**TASK ITEM:**
Write the data below out in full, exactly as it stands.

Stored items
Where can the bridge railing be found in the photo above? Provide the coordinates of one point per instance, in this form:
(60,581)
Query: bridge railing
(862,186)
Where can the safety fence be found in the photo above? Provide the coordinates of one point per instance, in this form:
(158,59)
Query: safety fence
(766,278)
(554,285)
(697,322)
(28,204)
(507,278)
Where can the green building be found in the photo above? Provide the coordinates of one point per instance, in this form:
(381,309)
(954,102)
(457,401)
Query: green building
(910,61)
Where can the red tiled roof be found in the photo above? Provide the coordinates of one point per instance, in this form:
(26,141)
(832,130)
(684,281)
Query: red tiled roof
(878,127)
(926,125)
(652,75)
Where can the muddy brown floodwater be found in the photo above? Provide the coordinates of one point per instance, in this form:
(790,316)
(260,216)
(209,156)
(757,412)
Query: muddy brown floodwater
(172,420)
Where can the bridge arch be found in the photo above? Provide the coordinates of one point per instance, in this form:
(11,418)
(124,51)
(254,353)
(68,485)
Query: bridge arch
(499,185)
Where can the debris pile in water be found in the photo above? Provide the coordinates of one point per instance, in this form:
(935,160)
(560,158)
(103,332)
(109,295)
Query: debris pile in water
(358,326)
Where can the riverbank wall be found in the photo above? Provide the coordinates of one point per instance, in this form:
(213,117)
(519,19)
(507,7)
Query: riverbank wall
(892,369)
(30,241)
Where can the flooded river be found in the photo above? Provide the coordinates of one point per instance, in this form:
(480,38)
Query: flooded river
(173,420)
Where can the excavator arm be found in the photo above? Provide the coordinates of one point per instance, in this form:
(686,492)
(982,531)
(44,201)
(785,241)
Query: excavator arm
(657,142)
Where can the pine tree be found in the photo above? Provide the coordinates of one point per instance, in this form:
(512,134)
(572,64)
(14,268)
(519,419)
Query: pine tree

**ANSWER TO THIS TASK:**
Where can the bridge railing be found in the photo above? Provide the coordinates of one point per instance, in this form:
(60,581)
Query: bridge railing
(862,186)
Where can the safety fence be found in the photo above? Provide the coordinates of one point per instance, in this form:
(158,59)
Query: safety fence
(766,278)
(554,285)
(697,322)
(28,204)
(507,278)
Where can the green building be found in the photo above? Provide the coordinates of one point per instance, in this form:
(381,309)
(954,102)
(457,401)
Query: green building
(910,61)
Where can the red tiled roof be found in the photo above? Provide the coordinates of one point per instance, in this form:
(26,141)
(832,130)
(684,281)
Query: red tiled roof
(878,127)
(926,125)
(652,75)
Where can the muddy brown floodwater be found in the photo above? Provide the coordinates of one point per instance, in this form:
(790,316)
(260,216)
(209,156)
(757,412)
Query: muddy brown floodwater
(172,420)
Where can the bridge arch be found in the photo above? Provide the coordinates of one point per instance, in this form:
(11,418)
(124,51)
(254,353)
(68,485)
Query: bridge arch
(499,185)
Where can the debris pile in water be found in the photo above? Provide the coordinates of one point per instance, in this form:
(935,160)
(560,158)
(103,332)
(109,295)
Query: debris pile in water
(358,326)
Where can the riverbank wall be found in the photo above? Provide the coordinates of one point per instance, in this form:
(213,117)
(519,19)
(507,7)
Query: riverbank wall
(892,369)
(30,241)
Where can the flooded river be found in the photo above? Provide the coordinates of one point per instance, in this form:
(480,38)
Query: flooded river
(173,420)
Where can the excavator arm be found in the photo above? Provide the coordinates of one point per instance, in this form:
(686,492)
(982,531)
(44,201)
(785,241)
Query: excavator arm
(657,142)
Where can the pine tree be found in the photo above? Provide the coordinates of one point per instance, in this form:
(512,134)
(572,64)
(14,268)
(519,419)
Query: pine tree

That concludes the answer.